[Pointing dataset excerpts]
※

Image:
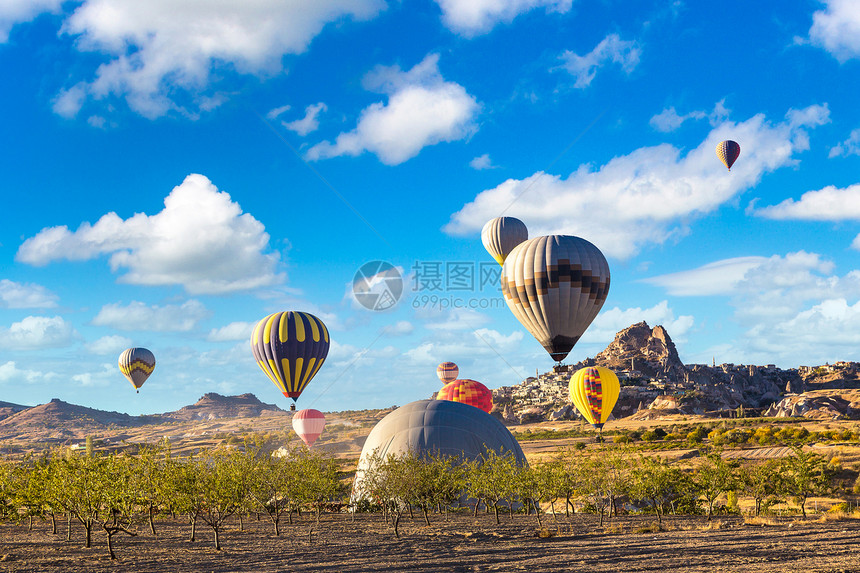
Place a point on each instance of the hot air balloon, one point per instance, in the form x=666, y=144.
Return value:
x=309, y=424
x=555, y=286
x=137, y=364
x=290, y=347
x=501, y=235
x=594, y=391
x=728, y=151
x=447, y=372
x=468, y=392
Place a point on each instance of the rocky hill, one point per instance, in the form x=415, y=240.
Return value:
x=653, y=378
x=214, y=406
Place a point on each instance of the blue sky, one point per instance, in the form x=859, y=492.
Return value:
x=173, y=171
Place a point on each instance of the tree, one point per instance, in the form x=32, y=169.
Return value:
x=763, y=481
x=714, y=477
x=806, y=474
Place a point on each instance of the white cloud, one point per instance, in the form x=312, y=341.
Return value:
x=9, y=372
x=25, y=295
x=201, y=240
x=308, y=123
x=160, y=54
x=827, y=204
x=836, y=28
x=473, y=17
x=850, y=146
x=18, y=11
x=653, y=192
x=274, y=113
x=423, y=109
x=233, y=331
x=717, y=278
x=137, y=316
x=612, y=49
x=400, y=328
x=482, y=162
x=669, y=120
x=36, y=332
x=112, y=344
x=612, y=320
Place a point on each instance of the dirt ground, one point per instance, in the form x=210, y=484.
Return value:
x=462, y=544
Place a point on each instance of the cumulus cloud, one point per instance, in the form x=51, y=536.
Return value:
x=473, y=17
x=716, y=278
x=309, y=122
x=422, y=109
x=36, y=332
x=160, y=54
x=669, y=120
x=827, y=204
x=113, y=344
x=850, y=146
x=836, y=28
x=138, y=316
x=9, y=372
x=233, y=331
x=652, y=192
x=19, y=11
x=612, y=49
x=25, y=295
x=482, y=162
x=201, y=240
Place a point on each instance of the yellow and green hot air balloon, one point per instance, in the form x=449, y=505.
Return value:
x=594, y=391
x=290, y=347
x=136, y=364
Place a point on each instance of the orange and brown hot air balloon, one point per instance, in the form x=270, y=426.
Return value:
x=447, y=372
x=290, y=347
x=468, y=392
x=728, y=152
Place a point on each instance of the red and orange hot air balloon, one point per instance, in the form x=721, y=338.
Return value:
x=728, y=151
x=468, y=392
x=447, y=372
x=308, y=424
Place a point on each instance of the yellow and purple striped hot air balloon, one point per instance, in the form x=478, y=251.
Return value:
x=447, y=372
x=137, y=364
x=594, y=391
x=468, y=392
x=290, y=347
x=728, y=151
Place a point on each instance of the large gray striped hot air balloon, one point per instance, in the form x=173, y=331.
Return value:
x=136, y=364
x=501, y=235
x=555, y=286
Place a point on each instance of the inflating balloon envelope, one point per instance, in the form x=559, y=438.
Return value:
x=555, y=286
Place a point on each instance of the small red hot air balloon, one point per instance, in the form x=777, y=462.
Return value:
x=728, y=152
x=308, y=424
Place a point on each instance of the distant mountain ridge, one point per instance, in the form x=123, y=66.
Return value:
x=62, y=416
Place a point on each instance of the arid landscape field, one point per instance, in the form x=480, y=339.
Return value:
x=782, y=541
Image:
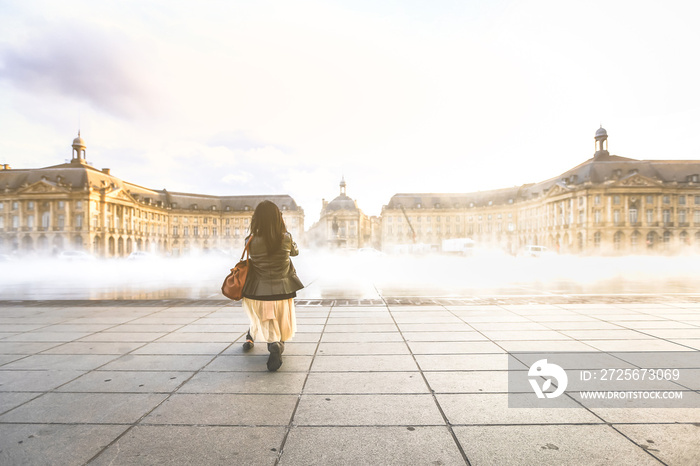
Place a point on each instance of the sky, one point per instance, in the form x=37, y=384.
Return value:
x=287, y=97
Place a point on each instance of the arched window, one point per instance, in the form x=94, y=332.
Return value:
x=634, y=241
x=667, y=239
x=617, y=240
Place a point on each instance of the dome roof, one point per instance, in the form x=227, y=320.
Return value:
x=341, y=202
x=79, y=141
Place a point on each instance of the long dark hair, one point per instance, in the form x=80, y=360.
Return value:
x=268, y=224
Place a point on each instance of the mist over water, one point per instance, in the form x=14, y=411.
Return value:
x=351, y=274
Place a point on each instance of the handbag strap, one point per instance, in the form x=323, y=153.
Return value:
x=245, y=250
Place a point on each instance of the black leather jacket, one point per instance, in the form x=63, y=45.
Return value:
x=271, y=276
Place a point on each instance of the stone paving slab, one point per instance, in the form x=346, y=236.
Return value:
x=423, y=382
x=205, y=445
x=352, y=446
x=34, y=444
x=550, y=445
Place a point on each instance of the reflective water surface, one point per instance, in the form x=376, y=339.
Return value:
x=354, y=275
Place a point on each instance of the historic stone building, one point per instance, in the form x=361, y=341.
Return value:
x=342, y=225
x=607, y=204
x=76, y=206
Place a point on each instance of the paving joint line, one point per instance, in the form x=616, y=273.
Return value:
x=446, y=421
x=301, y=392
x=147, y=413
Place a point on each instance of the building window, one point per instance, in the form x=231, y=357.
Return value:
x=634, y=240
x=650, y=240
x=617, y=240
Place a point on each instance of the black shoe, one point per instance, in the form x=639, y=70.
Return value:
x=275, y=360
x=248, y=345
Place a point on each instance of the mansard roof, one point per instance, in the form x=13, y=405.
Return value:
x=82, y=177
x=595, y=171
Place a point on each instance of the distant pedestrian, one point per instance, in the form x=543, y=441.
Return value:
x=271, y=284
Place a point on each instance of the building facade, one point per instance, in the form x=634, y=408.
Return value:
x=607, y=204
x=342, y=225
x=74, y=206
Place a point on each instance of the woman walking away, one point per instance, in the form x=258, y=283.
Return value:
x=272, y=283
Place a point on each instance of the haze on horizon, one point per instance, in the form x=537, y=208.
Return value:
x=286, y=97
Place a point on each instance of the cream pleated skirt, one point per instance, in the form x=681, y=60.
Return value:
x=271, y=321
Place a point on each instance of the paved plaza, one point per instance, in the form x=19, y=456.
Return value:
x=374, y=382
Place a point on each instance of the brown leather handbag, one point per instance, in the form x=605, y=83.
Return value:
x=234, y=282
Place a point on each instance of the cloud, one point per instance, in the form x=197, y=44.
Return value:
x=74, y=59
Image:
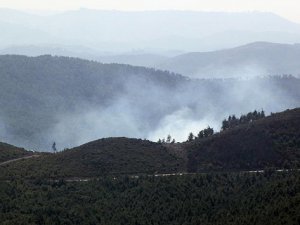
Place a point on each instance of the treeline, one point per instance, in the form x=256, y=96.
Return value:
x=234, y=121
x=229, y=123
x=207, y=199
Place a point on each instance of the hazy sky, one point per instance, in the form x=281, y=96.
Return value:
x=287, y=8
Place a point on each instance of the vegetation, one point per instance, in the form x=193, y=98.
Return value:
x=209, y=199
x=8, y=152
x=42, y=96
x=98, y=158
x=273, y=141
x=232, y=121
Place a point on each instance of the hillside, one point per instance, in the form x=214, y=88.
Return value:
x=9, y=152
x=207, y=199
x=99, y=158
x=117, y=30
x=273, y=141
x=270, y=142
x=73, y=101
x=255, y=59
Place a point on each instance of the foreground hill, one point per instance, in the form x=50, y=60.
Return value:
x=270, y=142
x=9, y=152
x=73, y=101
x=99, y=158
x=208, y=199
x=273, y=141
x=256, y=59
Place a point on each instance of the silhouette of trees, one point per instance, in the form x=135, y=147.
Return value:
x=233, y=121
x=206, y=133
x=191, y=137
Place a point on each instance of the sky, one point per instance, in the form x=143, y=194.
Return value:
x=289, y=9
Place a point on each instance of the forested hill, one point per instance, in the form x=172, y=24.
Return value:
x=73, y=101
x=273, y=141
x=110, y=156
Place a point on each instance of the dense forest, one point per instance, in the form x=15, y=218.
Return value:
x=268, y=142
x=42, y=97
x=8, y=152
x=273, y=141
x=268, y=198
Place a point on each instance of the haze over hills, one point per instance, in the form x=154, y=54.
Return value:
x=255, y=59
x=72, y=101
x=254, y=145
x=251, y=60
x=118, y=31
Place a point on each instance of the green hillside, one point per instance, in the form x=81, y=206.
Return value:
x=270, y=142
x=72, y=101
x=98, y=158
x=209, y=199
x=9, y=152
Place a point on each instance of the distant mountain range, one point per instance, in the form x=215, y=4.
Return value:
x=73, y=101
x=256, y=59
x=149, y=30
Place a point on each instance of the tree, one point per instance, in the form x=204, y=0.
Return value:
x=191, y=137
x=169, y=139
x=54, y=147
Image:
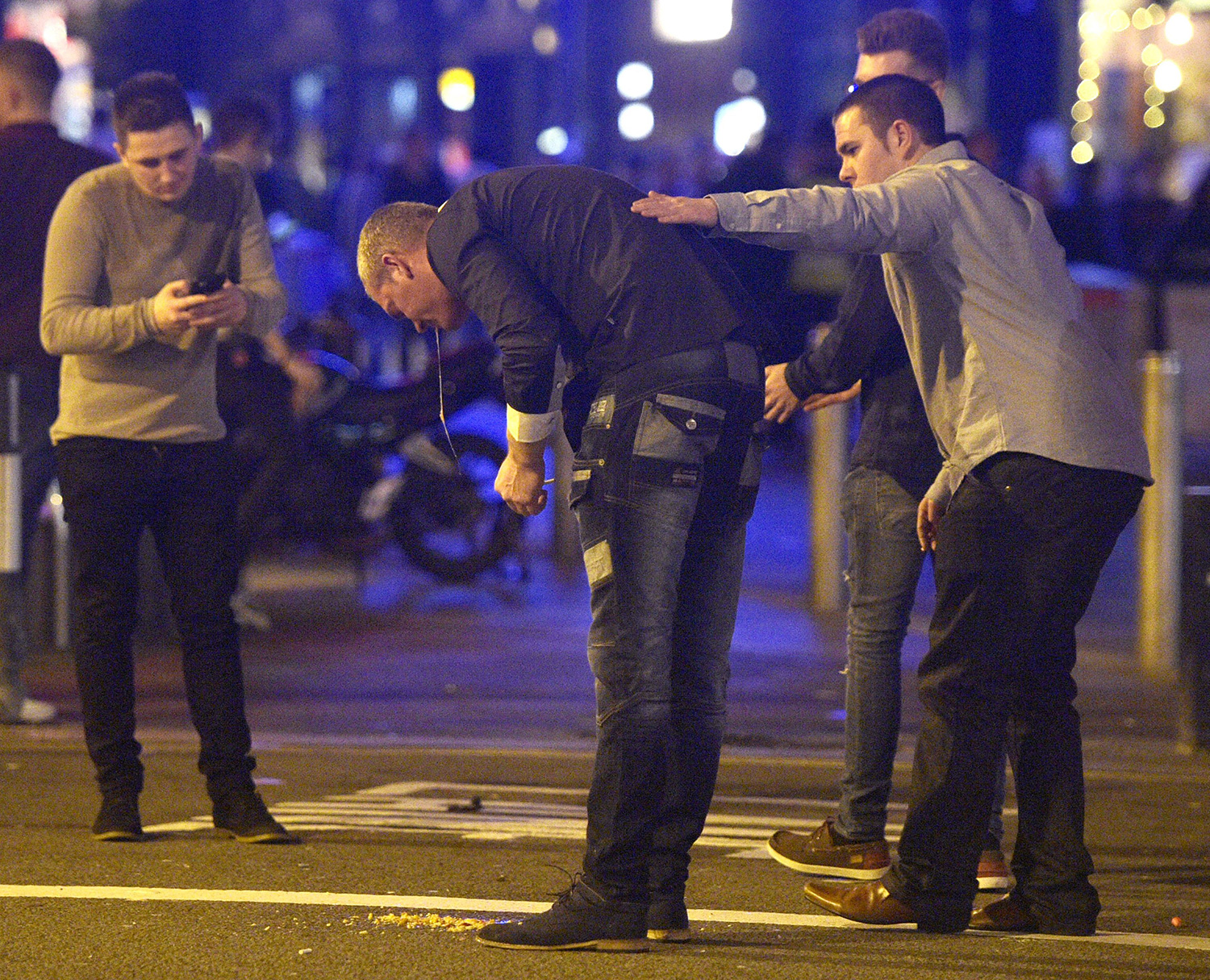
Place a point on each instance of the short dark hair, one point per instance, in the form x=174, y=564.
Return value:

※

[WRITTEN INSTRUCTION]:
Copy the records word for word, leaving no picture in the copy.

[COMPLETED TASK]:
Image:
Place a point on each instance of the hot air balloon, one point per instance, in the form x=666, y=144.
Return value:
x=309, y=424
x=555, y=286
x=137, y=364
x=290, y=347
x=501, y=235
x=594, y=391
x=728, y=151
x=447, y=372
x=468, y=392
Place a point on each instance of the rocky hill, one point per instance, in the form x=415, y=240.
Return value:
x=653, y=378
x=214, y=406
Place a point on each instance of the blue sky, one point per instance, in the form x=859, y=492.
Return value:
x=173, y=171
Place a point on each instance of the tree, one point per instance, in the form x=32, y=169.
Return value:
x=763, y=481
x=714, y=477
x=806, y=474
Place a point on each instance of the white cloud, one point per instance, in the form x=312, y=341.
Return value:
x=9, y=372
x=25, y=295
x=201, y=240
x=308, y=123
x=160, y=54
x=827, y=204
x=836, y=28
x=473, y=17
x=850, y=146
x=18, y=11
x=653, y=192
x=274, y=113
x=423, y=109
x=233, y=331
x=717, y=278
x=137, y=316
x=612, y=49
x=400, y=328
x=482, y=162
x=669, y=120
x=36, y=332
x=112, y=344
x=612, y=320
Place a point on each instance of the dirt ground, one point per instance, in the form x=210, y=484.
Return value:
x=462, y=544
Place a point on each instance of the cumulus cloud, one point per instance, in the form x=51, y=536.
Return value:
x=473, y=17
x=716, y=278
x=309, y=122
x=422, y=109
x=36, y=332
x=160, y=54
x=669, y=120
x=827, y=204
x=113, y=344
x=850, y=146
x=836, y=28
x=138, y=316
x=9, y=372
x=233, y=331
x=652, y=192
x=19, y=11
x=612, y=49
x=25, y=295
x=482, y=162
x=201, y=240
Place a point on each instance of the yellow and green hot air balloon, one point per instance, in the form x=449, y=505.
Return value:
x=594, y=391
x=290, y=347
x=136, y=364
Place a point on each instance of the orange and brown hot air balloon, one point per instance, in the form x=270, y=426.
Return value:
x=447, y=372
x=290, y=347
x=468, y=392
x=728, y=152
Place a point on each instance of the red and orange hot air balloon, one point per instance, in the form x=721, y=338.
Return value:
x=728, y=151
x=468, y=392
x=447, y=372
x=308, y=424
Place a point on each instance of the yellow and purple striped hot air balloon, one point per instance, in the form x=478, y=251.
Return value:
x=447, y=372
x=137, y=364
x=594, y=391
x=468, y=392
x=290, y=347
x=728, y=151
Place a point on each instance of the large gray striped hot air balloon, one point per instance, in the form x=173, y=331.
Return value:
x=136, y=364
x=501, y=235
x=555, y=286
Place a point on each instance of the inflating balloon envelope, one point per instance, in the form x=559, y=438.
Return value:
x=555, y=286
Place a point on each instance of the small red hot air balloon, one point per instance, in the form x=777, y=462.
Return value:
x=728, y=152
x=308, y=424
Place a point on each instance of the distant mountain ridge, one point per instance, in the form x=123, y=66.
Return value:
x=62, y=416
Place a point on each instance of the arid landscape field, one point per instance, in the form x=480, y=339.
Return value:
x=782, y=541
Image:
Place a point on each instance of the sky, one point per instance, in the form x=37, y=384.
Return value:
x=287, y=97
Place a point on each instance of the arched window, one point per instance, in the form x=94, y=332.
Return value:
x=634, y=241
x=667, y=239
x=617, y=240
Place a point on each instance of the dome roof, one point per instance, in the form x=227, y=320.
Return value:
x=341, y=202
x=79, y=141
Place a point on each instance of the long dark hair, one point per instance, in the form x=80, y=360.
Return value:
x=268, y=224
Place a point on each instance of the mist over water, one point per instance, in the form x=14, y=411.
Return value:
x=351, y=274
Place a point on each instance of the handbag strap, one point per instance, in the form x=323, y=153.
Return value:
x=245, y=250
Place a point on each instance of the black leather jacket, one point per instance, in the form x=63, y=45.
Return value:
x=271, y=276
Place a point on each instance of the stone paving slab, one point per instance, in the form x=346, y=236.
Return value:
x=423, y=382
x=205, y=445
x=352, y=446
x=34, y=444
x=550, y=445
Place a point on each instance of the reflective water surface, one point per instance, in the form x=376, y=339.
Return value:
x=354, y=275
Place a point on each instance of the historic stone building, one point per instance, in the form x=361, y=341.
Return value:
x=342, y=225
x=607, y=204
x=76, y=206
Place a point on each instance of the paving joint line, one point per instance, in the form x=616, y=273.
Return value:
x=446, y=421
x=301, y=392
x=147, y=413
Place a point on each instance of the building window, one point per instance, in the form x=231, y=357.
Return value:
x=634, y=240
x=650, y=240
x=617, y=240
Place a point on each instance of the black shoe, one point per instance, in the form x=639, y=70.
Return value:
x=275, y=360
x=248, y=345
Place a point on each instance of the mansard roof, one point per instance, in the form x=13, y=405.
Return value:
x=82, y=177
x=595, y=171
Place a point on each instance of the distant pedestrian, one point per instance, in the form x=543, y=441.
Return value:
x=271, y=284
Place a point on each instance of the building facade, one point per instance, in the form x=634, y=408.
Return value:
x=607, y=204
x=342, y=225
x=74, y=206
Place a point on each instance of the woman walking away, one point per instance, in the form x=258, y=283.
Return value:
x=272, y=283
Place a point on each instance of the haze on horizon, one point per instance, in the form x=537, y=208.
Return value:
x=286, y=97
Place a point on each instance of the cream pleated skirt, one point per instance, in the form x=681, y=60.
Return value:
x=271, y=321
Place a point on each instance of the paved plaza, one point per instance, in the form x=19, y=456.
Return value:
x=374, y=382
Place a point on each instance of the brown leather handbag, one point per instance, in the form x=605, y=83.
Return value:
x=234, y=282
Place a point on each instance of the cloud, one point per instance, in the form x=197, y=44.
Return value:
x=74, y=59
Image:
Place a point on each instance of the treeline, one point per instance, in the form x=256, y=96.
Return value:
x=234, y=121
x=229, y=123
x=207, y=199
Place a point on each instance of the hazy sky, one point per instance, in the form x=281, y=96.
Return value:
x=287, y=8
Place a point on each instance of the vegetation, one point per instance, in the form x=193, y=98.
Return value:
x=209, y=199
x=8, y=152
x=42, y=96
x=98, y=158
x=273, y=141
x=232, y=121
Place a point on each instance of the hillside, one point per instance, in the form x=214, y=88.
Return value:
x=9, y=152
x=207, y=199
x=99, y=158
x=117, y=30
x=273, y=141
x=270, y=142
x=73, y=101
x=255, y=59
Place a point on each instance of the foreground hill, one point per instance, in the form x=50, y=60.
Return value:
x=270, y=142
x=9, y=152
x=73, y=101
x=99, y=158
x=208, y=199
x=273, y=141
x=256, y=59
Place a point on each instance of the silhouette of trees, one point per instance, in the form x=135, y=147.
Return value:
x=233, y=121
x=206, y=133
x=191, y=137
Place a point on each instance of the sky, one point per instance, in the form x=143, y=194.
Return value:
x=289, y=9
Place a point on each instance of the forested hill, one point per instance, in the form x=172, y=24.
Return value:
x=73, y=101
x=273, y=141
x=110, y=156
Place a point on each instance of the dense forest, one point per instance, in the form x=15, y=218.
Return value:
x=268, y=142
x=42, y=97
x=8, y=152
x=273, y=141
x=268, y=198
Place a point on each instance of the haze over hills, one point per instance, in the form x=154, y=54.
Return value:
x=255, y=59
x=72, y=101
x=254, y=145
x=251, y=60
x=118, y=31
Place a point on each instance of the green hillside, one point per instance, in the form x=81, y=206.
Return value:
x=270, y=142
x=72, y=101
x=98, y=158
x=209, y=199
x=9, y=152
Place a point on each instance of the distant mountain range, one point per instance, in the form x=215, y=4.
Return value:
x=73, y=101
x=256, y=59
x=149, y=30
Place a point on each instance of the tree, one point per instance, in the form x=204, y=0.
Return value:
x=191, y=137
x=169, y=139
x=54, y=147
Image:
Place a point on each instance of the short dark hair, one point per instance, in the form x=174, y=564.
Return value:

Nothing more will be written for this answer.